EXERCISE
In the essay on working on good ideas, what name does Peter Thiel give to the argument that easy ideas rarely become valuable?

EXCERPTED PASSAGE
-*-

← See all posts

Work on Good Ideas

Despite what some people might want to believe, there is such a thing as bad ideas. In the context of building valuable ventures, bad ideas are typically bad in a few ways:

  • they’re trivial to implement — ideas that are easy rarely become valuable. Peter Thiel presents this argument as “Competition is For Losers”.
  • they’re wrong, either because they’re built on a misunderstanding of reality or faulty logic. For example, most recent ideas to use blockchain are based on a grossly oversimplified understanding of its benefits without understanding its drawbacks. The early-internet mantra of making up losses on volume (apocryphal though it might’ve been) is an example of faulty logic. Regardless, in this case, humbly remember that you don’t know everything and you could, in fact, be wrong.
  • they’re a marginal improvement in the best case. Even if successfully implemented, these ideas result in incremental improvements (measured in single- or low-double-digit percentages), often for a small audience (tech-literate knowledge workers and people with lots of disposable income are common examples). This is probably the most insidious and pervasive type of bad idea in the modern tech industry, especially because it’s often easy to hypothesize an ideal-although-unlikely world where the idea actually changes how something fundamentally works.

-*-

RAW DATA

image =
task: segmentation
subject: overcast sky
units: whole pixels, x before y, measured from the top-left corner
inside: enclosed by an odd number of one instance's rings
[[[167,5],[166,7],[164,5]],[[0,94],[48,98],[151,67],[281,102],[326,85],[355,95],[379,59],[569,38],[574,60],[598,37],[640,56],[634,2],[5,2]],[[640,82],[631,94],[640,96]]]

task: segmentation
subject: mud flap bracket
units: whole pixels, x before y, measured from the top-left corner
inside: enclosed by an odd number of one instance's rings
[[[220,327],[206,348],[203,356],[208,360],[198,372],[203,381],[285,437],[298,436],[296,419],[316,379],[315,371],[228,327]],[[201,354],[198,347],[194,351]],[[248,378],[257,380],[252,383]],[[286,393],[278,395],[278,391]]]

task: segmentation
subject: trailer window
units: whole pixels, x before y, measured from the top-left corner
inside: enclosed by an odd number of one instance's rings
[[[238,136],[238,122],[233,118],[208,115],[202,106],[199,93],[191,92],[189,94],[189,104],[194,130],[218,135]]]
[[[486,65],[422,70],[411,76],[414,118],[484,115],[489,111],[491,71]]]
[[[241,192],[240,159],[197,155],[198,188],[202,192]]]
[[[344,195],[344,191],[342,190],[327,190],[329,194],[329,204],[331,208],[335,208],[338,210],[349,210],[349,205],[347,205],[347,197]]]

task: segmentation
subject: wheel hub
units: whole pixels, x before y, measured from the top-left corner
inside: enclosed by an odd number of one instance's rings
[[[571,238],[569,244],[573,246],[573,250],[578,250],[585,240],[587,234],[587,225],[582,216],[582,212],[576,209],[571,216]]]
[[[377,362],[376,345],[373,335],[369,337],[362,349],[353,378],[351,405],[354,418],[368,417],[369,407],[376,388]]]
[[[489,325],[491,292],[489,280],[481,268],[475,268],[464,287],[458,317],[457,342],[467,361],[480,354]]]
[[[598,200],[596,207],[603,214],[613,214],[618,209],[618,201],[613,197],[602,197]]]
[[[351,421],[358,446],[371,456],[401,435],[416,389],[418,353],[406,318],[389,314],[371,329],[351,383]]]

-*-

OUTPUT BELOW
"Competition is For Losers"